### Passage
------------------------------------------------------------

Whenever an arrest and imprisonment arise without a warrant, the presumption is that such arrest2 and imprisonment were unlawful (Smith v County of Nassau, 34 N.Y.2d 18, 23 [1974]). A plaintiff seeking to establish a cause of action for false arrest and/or imprisonment must establish that (1) the defendant intended to confine him; (2) the plaintiff was conscious of the confinement; (3) the plaintiff did not consent to the confinement; and (4) the confinement was not otherwise privileged (id. at 22; Hernandez v City of New York, 100 A.D.3d 433, 433 [1st Dept 2012]; Martinez v City of Schenectady, 97 N.Y.2d 78, 85 [2001]; Broughton v State, 37 N.Y.2d 451, 457 [1975]; Rivera v County of Nassau, 83 A.D.3d 1032, 1033 [2d Dept 2011]). When confronted with such a claim and concomitant proof, the defendant can nevertheless prevail if he proves legal justification for the arrest and imprisonment, which "may be established by showing that the arrest was based on probable cause" (Broughton at 458; Martinez at 85; Rivera at 1033). While post-arrest judicial participation will not validate an unlawful arrest, evidence of a subsequent arraignment or indictment is, in fact, proof of the presence of probable cause at the time of the arrest (Broughton at 457; Hernandez at 433-434). Moreover, a conviction which survives appeal is also conclusive evidence that probable cause existed at the time of the arrest (id.). Conversely, a subsequent dismissal, acquittal or reversal on appeal is proof tending to establish the absence of probable cause at the time of the arrest (id.).

Probable cause, also defined as reasonable cause, exists

[w]here an officer, in good faith, believes that a person is guilty of a felony, and his belief rests on such grounds as would induce an ordinarily prudent and cautious man, under the circumstances, to believe likewise

(Smith at 24 [internal quotation marks omitted]). A review of CPL §70.10(2), which defines reasonable cause, evinces that provides that reasonable cause is established not only when there is belief that the arrestee has committed a felony, but when he has committed any offense under our Penal Law. Specifically, CPL § 70.10(2) states that

[r]easonable cause to believe that a person has committed an offense exists when evidence or information which appears reliable discloses facts or circumstances which are collectively of such weight and persuasiveness as to convince a person of ordinary intelligence, judgment and experience that it is reasonably likely that such offense was committed and that such person committed it.

------------------------------------------------------------

### Records provided
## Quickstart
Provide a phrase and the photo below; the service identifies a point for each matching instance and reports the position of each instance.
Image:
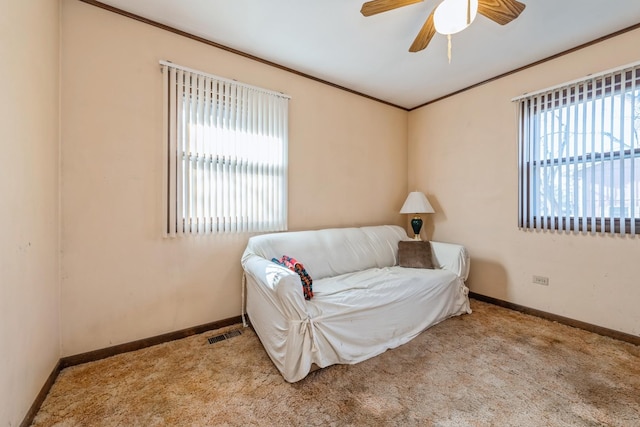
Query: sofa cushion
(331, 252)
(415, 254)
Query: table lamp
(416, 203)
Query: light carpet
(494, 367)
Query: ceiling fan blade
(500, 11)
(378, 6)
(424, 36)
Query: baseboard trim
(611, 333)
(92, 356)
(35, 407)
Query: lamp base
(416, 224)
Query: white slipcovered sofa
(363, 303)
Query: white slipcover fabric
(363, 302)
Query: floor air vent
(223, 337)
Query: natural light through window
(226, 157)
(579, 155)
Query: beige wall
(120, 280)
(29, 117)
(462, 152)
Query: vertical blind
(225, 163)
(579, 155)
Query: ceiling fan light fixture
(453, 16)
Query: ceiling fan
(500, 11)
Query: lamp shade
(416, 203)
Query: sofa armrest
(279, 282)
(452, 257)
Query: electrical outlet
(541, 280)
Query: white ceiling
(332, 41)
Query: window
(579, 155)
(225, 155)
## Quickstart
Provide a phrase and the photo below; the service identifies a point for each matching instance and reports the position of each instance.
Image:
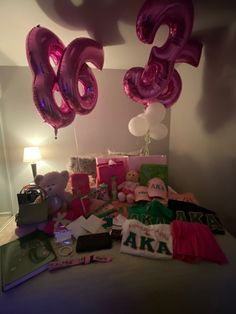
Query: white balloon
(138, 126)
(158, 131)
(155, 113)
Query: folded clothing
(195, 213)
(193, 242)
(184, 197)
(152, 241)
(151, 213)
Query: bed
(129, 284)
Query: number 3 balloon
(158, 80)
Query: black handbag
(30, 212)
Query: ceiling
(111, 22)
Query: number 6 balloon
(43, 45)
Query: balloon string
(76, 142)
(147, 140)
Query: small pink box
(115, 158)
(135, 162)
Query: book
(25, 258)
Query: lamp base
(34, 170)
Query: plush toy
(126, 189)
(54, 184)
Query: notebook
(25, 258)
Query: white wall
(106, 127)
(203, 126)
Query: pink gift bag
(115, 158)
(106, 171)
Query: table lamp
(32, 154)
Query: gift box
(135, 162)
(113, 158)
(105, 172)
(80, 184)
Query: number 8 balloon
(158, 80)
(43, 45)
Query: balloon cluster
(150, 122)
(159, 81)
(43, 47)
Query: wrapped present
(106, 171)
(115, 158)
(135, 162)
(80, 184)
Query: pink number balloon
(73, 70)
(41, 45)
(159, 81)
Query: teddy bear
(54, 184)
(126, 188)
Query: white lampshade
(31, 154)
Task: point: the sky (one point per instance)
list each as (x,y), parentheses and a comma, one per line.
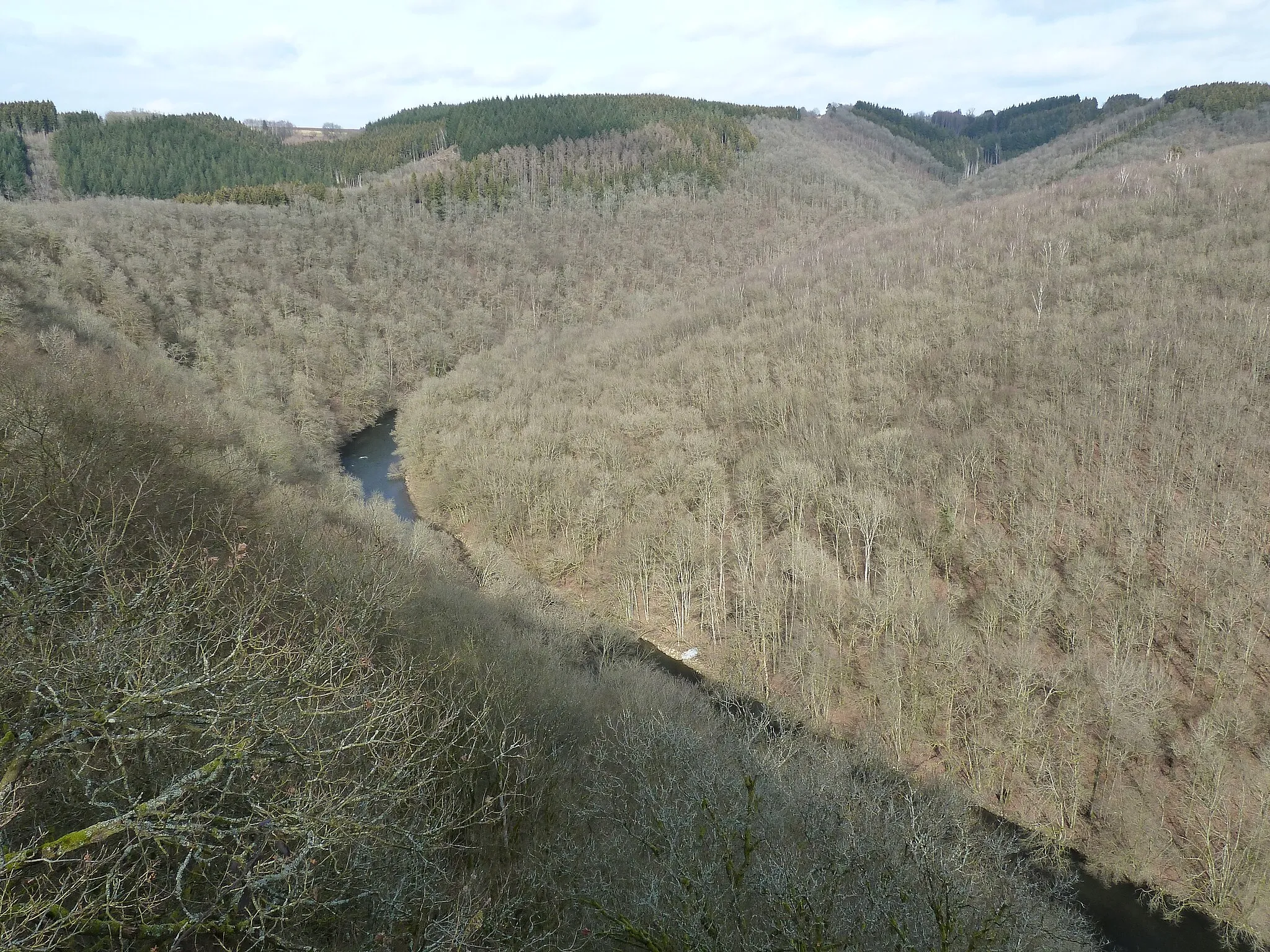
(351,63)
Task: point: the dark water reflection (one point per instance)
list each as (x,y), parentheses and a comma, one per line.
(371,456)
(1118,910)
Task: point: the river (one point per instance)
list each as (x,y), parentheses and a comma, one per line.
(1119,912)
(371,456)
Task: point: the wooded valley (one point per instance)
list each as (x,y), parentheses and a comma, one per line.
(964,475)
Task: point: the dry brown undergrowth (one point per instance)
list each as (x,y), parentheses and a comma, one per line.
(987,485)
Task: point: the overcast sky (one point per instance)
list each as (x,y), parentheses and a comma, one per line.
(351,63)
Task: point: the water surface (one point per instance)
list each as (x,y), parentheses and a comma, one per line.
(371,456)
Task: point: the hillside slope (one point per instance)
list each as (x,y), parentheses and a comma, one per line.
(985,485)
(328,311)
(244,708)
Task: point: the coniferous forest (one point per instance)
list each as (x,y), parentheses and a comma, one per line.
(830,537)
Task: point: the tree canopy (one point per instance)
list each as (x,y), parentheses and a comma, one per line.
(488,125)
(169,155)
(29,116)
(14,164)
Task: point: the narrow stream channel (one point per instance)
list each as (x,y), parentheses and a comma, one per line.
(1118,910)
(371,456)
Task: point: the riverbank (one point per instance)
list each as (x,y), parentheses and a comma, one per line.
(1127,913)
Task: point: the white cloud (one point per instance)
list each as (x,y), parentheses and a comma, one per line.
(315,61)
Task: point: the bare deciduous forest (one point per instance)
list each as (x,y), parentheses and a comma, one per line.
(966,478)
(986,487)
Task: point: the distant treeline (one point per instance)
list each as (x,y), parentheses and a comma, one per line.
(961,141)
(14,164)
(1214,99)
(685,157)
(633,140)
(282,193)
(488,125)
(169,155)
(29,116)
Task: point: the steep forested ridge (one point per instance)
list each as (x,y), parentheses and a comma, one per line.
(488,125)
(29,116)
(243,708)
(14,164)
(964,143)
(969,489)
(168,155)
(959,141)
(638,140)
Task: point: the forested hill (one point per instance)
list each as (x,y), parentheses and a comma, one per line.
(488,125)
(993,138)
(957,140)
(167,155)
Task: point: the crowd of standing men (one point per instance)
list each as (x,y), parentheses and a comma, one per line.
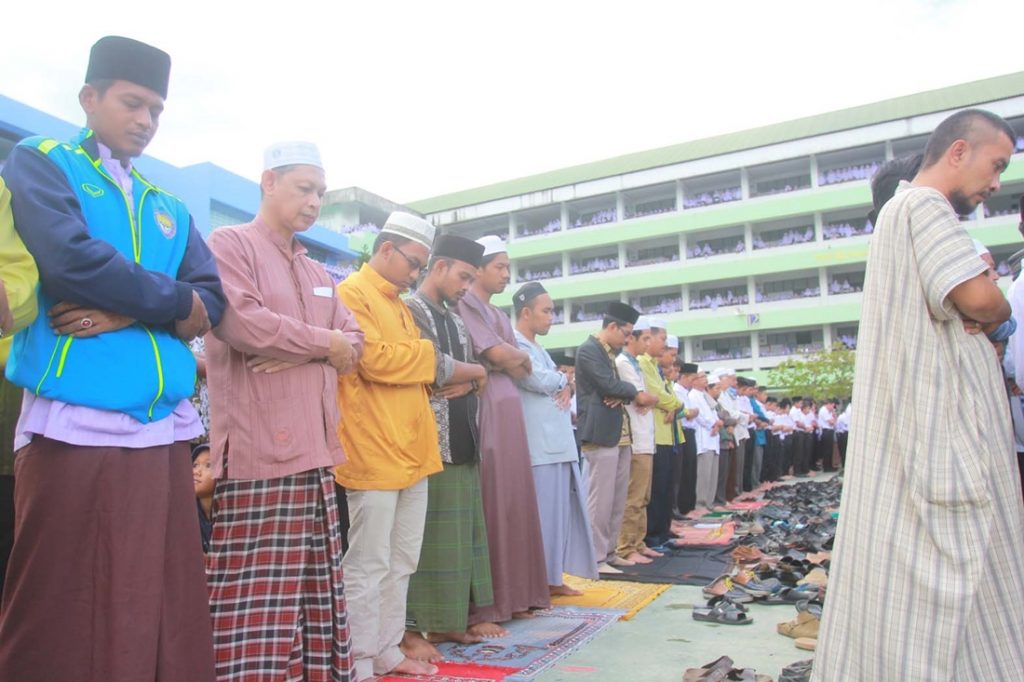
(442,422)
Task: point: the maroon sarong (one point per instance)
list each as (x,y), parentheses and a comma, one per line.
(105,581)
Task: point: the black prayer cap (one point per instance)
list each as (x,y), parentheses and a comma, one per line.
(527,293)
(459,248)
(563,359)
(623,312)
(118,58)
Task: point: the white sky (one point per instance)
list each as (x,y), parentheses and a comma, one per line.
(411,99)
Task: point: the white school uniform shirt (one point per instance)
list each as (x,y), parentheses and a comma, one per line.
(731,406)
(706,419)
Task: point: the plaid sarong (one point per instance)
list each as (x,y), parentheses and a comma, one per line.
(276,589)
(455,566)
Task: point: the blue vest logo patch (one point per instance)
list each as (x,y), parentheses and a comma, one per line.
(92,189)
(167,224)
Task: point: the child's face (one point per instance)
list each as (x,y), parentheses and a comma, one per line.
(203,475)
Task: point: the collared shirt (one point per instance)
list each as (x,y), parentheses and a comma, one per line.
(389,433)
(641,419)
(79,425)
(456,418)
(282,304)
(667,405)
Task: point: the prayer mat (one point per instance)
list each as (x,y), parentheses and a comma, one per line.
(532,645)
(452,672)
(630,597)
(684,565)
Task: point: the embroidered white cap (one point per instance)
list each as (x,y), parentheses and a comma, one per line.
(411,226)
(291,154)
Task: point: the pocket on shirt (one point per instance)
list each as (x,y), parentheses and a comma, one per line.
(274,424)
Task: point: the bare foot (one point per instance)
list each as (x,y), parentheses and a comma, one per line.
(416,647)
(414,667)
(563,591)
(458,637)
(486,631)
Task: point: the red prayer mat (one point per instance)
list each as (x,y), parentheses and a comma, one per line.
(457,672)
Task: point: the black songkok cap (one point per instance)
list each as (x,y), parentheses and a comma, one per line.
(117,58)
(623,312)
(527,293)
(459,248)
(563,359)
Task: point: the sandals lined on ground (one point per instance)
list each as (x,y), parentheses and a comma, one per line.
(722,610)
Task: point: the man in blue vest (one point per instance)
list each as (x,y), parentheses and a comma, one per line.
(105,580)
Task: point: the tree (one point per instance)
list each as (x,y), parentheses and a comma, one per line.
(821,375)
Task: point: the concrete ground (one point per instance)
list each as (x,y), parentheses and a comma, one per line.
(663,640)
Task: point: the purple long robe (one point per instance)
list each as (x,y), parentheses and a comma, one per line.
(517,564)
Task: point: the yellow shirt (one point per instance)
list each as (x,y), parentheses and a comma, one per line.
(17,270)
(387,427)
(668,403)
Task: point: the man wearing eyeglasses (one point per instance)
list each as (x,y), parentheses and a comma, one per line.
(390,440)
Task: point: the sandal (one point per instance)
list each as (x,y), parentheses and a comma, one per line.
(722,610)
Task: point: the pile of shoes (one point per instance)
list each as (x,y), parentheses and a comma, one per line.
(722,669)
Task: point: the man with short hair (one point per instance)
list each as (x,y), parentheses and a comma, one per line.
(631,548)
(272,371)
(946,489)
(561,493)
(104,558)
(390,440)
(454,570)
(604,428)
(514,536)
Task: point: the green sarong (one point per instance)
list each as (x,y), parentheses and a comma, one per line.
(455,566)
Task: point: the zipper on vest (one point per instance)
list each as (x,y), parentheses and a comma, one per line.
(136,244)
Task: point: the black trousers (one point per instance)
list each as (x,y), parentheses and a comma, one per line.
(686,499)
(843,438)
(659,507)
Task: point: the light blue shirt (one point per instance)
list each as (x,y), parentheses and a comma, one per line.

------------------------------------------------------------

### Questions on the material
A. Summarize the passage on false arrest and probable cause in two sentences.
B. According to the passage on false arrest, what does a conviction that survives appeal prove?
C. Continue the passage on false arrest and probable cause from the point where it stops.

### Answers in order
A. An arrest without a warrant is presumed unlawful, and a plaintiff claiming false arrest or imprisonment must show that the defendant intended the confinement, that the plaintiff was aware of it and did not consent, and that it was not otherwise privileged. The defendant can still prevail by proving legal justification such as probable cause, which exists when a good-faith belief of guilt rests on grounds that would convince an ordinarily prudent person, and which CPL § 70.10(2) applies to any offense.

B. It is conclusive evidence that probable cause existed at the time of the arrest.

C.
Accordingly, what is required for an arrest is not "proof sufficient to warrant a conviction beyond a reasonable doubt but merely information sufficient to support a reasonable belief that an offense has been . . . committed" (Jenkins v City of New York, 2 A.D.3d 291, 292 [1st Dept 2003]; People v McRay, 51 N.Y.2d 594, 602 [1980] ["Probable cause requires, not proof beyond a reasonable doubt or evidence sufficient to warrant a conviction, but merely information which would lead a reasonable person who possesses the same expertise as the officer to conclude, under the circumstances, that a crime is being or was committed." (Internal citations omitted)]).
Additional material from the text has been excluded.